What is required:
Reproduce the closing part of the entries exactly: the line with "the white sneaker" and all lines after it, ending with the last line, and nothing else.

___ Data extract ___

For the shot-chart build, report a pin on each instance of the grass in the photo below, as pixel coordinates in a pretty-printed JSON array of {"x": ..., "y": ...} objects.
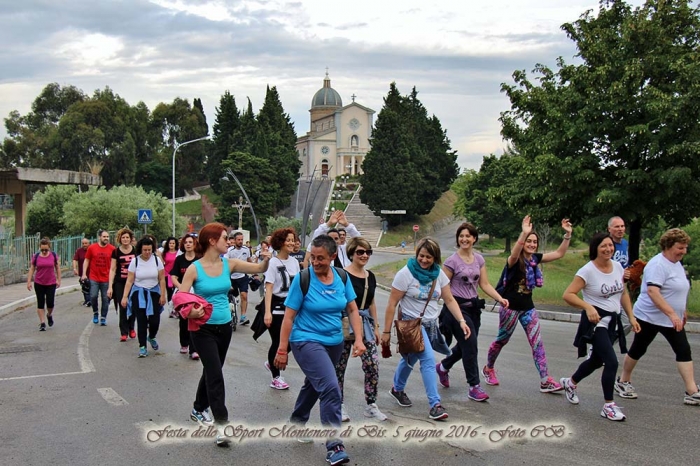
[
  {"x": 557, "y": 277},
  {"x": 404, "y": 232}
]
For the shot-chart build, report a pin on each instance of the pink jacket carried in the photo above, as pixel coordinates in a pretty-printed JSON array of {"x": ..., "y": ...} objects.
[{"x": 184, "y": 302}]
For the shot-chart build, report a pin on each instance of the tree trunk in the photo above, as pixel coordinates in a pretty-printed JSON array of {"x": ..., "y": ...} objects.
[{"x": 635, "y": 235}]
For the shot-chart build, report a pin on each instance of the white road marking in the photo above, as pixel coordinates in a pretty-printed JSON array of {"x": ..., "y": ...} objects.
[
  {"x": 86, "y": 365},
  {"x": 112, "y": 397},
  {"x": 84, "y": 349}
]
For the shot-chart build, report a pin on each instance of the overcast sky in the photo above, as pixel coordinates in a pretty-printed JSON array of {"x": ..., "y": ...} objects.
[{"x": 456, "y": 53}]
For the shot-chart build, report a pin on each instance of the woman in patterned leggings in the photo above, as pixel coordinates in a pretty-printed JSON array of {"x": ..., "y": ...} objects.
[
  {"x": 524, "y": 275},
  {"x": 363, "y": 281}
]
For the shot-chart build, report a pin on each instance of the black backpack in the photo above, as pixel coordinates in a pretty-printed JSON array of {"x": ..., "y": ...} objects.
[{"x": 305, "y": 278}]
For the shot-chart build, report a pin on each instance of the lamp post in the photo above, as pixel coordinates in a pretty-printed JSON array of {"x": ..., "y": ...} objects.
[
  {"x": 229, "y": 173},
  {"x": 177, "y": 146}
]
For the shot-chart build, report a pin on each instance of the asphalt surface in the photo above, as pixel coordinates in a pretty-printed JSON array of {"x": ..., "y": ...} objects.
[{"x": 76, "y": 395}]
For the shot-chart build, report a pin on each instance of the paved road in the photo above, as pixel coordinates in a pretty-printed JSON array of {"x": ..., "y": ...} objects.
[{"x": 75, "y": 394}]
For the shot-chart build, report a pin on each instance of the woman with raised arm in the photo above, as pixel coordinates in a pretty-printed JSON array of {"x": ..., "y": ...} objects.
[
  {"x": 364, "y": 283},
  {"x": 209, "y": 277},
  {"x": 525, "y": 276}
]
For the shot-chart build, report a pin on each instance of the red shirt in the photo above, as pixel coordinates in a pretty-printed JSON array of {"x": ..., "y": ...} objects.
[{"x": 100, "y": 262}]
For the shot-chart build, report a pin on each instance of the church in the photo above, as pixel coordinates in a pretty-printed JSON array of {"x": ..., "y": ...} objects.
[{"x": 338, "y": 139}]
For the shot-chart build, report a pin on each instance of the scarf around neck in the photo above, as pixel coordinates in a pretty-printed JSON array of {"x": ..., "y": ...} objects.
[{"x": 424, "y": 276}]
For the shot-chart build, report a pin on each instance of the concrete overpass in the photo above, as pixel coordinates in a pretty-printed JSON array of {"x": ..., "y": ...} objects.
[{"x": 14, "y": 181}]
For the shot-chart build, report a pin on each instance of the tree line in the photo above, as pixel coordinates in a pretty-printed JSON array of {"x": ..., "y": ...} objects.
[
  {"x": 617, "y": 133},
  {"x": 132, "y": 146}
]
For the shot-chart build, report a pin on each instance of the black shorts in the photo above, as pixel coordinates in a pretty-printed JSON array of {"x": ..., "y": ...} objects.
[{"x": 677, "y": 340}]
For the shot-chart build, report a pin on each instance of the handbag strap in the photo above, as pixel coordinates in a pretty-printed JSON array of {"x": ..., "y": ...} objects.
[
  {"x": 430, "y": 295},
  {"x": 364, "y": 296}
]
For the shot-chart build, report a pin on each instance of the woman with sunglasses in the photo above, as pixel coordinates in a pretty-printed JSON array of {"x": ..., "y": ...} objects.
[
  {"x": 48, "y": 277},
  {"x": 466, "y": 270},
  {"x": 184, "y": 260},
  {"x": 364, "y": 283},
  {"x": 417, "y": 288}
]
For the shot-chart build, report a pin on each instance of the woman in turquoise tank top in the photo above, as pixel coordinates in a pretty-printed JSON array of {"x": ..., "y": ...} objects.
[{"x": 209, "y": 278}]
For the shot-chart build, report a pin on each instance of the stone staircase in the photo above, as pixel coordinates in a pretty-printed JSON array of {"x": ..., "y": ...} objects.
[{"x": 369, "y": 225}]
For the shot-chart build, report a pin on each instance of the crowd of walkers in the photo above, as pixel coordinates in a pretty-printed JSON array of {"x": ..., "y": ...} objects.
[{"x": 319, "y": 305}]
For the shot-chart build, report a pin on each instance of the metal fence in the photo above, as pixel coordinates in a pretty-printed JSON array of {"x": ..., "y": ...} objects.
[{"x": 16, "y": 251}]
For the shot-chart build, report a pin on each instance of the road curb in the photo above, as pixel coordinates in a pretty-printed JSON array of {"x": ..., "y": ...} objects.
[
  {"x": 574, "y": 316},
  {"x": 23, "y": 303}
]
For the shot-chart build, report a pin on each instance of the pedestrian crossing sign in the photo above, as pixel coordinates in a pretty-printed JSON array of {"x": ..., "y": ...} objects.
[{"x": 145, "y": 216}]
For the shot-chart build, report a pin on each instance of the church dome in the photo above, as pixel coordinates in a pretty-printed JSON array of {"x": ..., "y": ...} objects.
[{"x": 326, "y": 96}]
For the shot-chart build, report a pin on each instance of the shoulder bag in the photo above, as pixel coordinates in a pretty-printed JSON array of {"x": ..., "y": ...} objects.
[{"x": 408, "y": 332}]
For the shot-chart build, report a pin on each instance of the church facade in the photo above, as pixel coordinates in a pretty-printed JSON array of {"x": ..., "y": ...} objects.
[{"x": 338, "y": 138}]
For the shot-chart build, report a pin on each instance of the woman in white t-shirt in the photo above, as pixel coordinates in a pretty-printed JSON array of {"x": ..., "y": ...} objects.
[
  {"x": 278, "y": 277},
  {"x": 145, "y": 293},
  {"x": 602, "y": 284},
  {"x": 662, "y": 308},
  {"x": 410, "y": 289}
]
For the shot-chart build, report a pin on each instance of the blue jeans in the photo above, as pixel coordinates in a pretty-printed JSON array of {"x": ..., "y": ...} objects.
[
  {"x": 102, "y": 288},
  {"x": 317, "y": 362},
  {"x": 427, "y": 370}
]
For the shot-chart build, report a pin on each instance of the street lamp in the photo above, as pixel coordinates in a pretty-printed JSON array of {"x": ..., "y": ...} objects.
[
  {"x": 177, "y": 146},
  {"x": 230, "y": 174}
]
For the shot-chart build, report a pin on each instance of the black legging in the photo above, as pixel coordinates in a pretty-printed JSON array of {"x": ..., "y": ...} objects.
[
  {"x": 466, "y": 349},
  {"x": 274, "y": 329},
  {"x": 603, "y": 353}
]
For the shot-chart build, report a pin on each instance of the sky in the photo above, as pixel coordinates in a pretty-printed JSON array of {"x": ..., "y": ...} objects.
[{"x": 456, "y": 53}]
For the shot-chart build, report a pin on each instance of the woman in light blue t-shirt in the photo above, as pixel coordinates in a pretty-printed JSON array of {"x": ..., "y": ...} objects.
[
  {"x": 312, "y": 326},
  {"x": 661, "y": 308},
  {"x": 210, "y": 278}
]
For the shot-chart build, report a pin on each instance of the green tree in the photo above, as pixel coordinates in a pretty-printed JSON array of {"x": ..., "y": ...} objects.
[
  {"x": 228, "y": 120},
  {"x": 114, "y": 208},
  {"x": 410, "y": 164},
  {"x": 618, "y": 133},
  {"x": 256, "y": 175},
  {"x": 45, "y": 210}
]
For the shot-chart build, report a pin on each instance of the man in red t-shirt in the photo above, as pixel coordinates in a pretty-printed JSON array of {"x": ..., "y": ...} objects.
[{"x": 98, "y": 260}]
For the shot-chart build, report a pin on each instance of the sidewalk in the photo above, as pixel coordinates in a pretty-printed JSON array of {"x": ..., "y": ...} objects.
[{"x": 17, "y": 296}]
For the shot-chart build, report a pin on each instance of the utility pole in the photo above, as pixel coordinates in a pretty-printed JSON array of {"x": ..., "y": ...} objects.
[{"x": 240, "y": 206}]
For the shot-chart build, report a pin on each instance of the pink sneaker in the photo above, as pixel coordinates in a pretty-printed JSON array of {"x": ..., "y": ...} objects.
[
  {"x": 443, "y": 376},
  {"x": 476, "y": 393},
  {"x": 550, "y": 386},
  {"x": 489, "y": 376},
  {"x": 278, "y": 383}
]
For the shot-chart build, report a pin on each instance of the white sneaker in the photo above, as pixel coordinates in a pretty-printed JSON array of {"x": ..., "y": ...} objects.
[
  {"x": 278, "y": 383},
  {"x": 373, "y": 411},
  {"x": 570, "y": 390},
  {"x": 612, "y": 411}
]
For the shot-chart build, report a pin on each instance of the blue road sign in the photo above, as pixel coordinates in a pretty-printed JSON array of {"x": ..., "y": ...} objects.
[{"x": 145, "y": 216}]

___

Task result:
For the shot-chart build, report a pin on each instance of the white sneaker in the photo above, as pixel coordinates in a pretty-printed JSON array of {"x": ..., "y": ...} objects.
[
  {"x": 278, "y": 383},
  {"x": 373, "y": 411},
  {"x": 570, "y": 390},
  {"x": 612, "y": 411}
]
For the shot-chart build, report a pin on each instance of the blue road sign in the photo above, as pixel coordinates in a pretty-printed JSON array of {"x": ..., "y": ...} objects.
[{"x": 145, "y": 216}]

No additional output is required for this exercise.